* _GIVEN EXERCISE_
Start at the line containing "of the terracotta" and transcribe every line exactly through the end of the records below, and only those lines.

(Saved data entries)
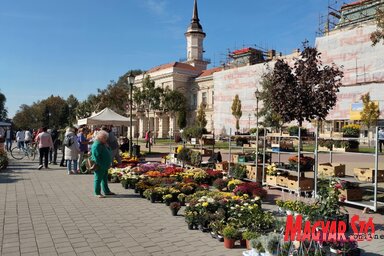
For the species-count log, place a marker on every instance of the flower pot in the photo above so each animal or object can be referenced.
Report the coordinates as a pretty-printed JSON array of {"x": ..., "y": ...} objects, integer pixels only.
[
  {"x": 174, "y": 212},
  {"x": 229, "y": 243}
]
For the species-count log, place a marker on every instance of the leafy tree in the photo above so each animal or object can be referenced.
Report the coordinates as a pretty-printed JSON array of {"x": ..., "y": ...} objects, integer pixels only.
[
  {"x": 236, "y": 110},
  {"x": 378, "y": 35},
  {"x": 370, "y": 113},
  {"x": 306, "y": 91},
  {"x": 3, "y": 110},
  {"x": 201, "y": 119},
  {"x": 270, "y": 117}
]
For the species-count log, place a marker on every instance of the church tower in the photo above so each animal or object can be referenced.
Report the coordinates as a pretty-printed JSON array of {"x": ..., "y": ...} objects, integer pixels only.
[{"x": 195, "y": 37}]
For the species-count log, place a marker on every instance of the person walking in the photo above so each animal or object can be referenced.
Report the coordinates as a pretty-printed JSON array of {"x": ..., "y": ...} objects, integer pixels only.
[
  {"x": 147, "y": 138},
  {"x": 71, "y": 150},
  {"x": 8, "y": 139},
  {"x": 20, "y": 137},
  {"x": 381, "y": 139},
  {"x": 56, "y": 143},
  {"x": 83, "y": 143},
  {"x": 27, "y": 137},
  {"x": 45, "y": 142},
  {"x": 101, "y": 155}
]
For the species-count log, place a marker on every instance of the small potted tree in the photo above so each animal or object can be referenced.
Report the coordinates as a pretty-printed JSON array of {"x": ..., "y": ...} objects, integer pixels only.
[
  {"x": 231, "y": 234},
  {"x": 175, "y": 207}
]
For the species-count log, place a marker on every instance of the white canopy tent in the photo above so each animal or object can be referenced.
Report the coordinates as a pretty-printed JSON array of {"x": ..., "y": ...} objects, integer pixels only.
[{"x": 105, "y": 117}]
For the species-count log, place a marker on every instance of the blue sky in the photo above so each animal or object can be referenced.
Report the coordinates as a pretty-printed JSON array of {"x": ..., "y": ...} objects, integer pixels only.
[{"x": 76, "y": 46}]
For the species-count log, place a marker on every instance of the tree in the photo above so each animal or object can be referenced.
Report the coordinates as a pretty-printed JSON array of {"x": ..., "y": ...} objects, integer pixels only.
[
  {"x": 201, "y": 119},
  {"x": 270, "y": 117},
  {"x": 236, "y": 110},
  {"x": 308, "y": 90},
  {"x": 378, "y": 35},
  {"x": 3, "y": 110},
  {"x": 371, "y": 112}
]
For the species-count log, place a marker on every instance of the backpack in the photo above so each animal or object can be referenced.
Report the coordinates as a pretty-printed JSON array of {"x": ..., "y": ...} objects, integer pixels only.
[{"x": 68, "y": 141}]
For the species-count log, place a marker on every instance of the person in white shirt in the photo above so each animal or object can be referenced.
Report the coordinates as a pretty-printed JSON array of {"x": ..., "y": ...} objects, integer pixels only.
[
  {"x": 381, "y": 139},
  {"x": 20, "y": 138},
  {"x": 27, "y": 137}
]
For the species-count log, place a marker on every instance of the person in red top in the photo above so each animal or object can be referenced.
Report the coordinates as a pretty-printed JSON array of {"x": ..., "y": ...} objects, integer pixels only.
[{"x": 45, "y": 144}]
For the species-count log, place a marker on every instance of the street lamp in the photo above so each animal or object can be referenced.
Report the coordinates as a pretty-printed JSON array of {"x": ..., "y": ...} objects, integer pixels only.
[
  {"x": 131, "y": 81},
  {"x": 257, "y": 95}
]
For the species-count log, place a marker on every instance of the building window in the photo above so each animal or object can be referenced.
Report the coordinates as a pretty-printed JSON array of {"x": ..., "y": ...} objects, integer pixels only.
[
  {"x": 204, "y": 98},
  {"x": 194, "y": 100}
]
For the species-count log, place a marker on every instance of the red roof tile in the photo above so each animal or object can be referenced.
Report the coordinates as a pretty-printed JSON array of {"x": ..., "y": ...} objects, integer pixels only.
[
  {"x": 209, "y": 72},
  {"x": 172, "y": 65}
]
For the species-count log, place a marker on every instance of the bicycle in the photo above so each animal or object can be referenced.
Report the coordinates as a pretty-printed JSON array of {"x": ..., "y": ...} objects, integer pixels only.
[{"x": 29, "y": 151}]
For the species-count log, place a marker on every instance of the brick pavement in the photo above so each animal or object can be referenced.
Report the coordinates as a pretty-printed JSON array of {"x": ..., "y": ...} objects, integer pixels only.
[{"x": 49, "y": 213}]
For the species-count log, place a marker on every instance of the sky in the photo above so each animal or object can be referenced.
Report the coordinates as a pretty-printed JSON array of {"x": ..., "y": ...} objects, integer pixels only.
[{"x": 76, "y": 46}]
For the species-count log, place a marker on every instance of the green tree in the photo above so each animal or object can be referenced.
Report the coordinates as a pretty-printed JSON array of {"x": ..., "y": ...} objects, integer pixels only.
[
  {"x": 3, "y": 110},
  {"x": 236, "y": 110},
  {"x": 371, "y": 112},
  {"x": 201, "y": 119},
  {"x": 378, "y": 35},
  {"x": 306, "y": 91}
]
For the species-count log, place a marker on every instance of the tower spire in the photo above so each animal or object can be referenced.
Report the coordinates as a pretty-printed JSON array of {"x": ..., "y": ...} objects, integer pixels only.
[{"x": 195, "y": 22}]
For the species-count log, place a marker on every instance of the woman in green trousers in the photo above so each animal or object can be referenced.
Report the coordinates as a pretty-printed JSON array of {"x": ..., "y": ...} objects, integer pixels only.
[{"x": 102, "y": 156}]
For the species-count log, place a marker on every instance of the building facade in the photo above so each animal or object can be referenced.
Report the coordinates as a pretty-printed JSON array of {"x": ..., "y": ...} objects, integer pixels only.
[{"x": 348, "y": 45}]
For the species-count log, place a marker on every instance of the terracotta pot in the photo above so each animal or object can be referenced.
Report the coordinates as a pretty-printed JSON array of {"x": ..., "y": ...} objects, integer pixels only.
[{"x": 229, "y": 243}]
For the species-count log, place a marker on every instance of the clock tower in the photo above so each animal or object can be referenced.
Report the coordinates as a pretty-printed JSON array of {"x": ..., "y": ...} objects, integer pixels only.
[{"x": 195, "y": 37}]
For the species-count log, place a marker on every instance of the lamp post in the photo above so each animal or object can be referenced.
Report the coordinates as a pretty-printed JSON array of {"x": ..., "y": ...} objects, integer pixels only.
[
  {"x": 131, "y": 81},
  {"x": 257, "y": 95}
]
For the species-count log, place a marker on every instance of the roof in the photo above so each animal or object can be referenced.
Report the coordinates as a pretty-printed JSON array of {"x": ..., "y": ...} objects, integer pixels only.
[
  {"x": 179, "y": 65},
  {"x": 107, "y": 117},
  {"x": 209, "y": 72},
  {"x": 244, "y": 50},
  {"x": 360, "y": 2}
]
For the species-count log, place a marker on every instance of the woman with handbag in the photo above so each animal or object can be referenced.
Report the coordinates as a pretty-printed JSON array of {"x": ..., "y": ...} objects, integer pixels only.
[{"x": 101, "y": 156}]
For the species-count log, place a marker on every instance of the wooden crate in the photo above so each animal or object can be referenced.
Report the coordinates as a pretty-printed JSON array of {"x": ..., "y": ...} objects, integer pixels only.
[
  {"x": 367, "y": 174},
  {"x": 306, "y": 184},
  {"x": 252, "y": 174},
  {"x": 223, "y": 166},
  {"x": 352, "y": 194},
  {"x": 271, "y": 180},
  {"x": 331, "y": 170},
  {"x": 282, "y": 181}
]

* _OUTPUT FOR THIS TASK_
For the species-count log, place a marker on every instance of the terracotta pot in the photo above so each animal or object can be referenced.
Report the coordinates as a pretty-printed JSON array of {"x": ..., "y": ...} objects, integer pixels only.
[{"x": 229, "y": 243}]
For the species-count log, place a marker on every instance of the clock tower in the photo above so each animal or object can be referenced.
Report the coordinates as a pretty-printed JSON array of {"x": ..., "y": ...} objects, integer pixels only.
[{"x": 195, "y": 37}]
For the species-count log, place a marker on every instance of the lamp post in the photo above so each animal or object can be referenced.
Report the coordinates as a pretty-printed JSON array of {"x": ..., "y": ...} objects, integer pixels only.
[
  {"x": 131, "y": 81},
  {"x": 257, "y": 95}
]
For the species-count log, place a marker on every instance of the roof in the photo above so each animal or object can be referenced.
Report the coordinates as a pretty-printed JSON array of {"x": ..., "y": ...} objects, integer pixels only.
[
  {"x": 179, "y": 65},
  {"x": 107, "y": 117},
  {"x": 209, "y": 72},
  {"x": 244, "y": 50},
  {"x": 360, "y": 2}
]
For the species-count log, place a marker on every instance of the woman with handbag in the photo above so each animal or object can be referenced.
Report the coordinates as a pretty-printed JSON array of {"x": ..., "y": ...} objects, integer pixels only.
[{"x": 101, "y": 156}]
For the species-count log, place a marker on every instance of the wooden crate in the photo above so each animal or object can be referenced.
Report the coordinates as a pretty-printed JSON array of {"x": ..., "y": ...} objects, integer pixels only.
[
  {"x": 367, "y": 174},
  {"x": 306, "y": 184},
  {"x": 252, "y": 174},
  {"x": 223, "y": 166},
  {"x": 352, "y": 194},
  {"x": 271, "y": 180},
  {"x": 331, "y": 170},
  {"x": 282, "y": 181}
]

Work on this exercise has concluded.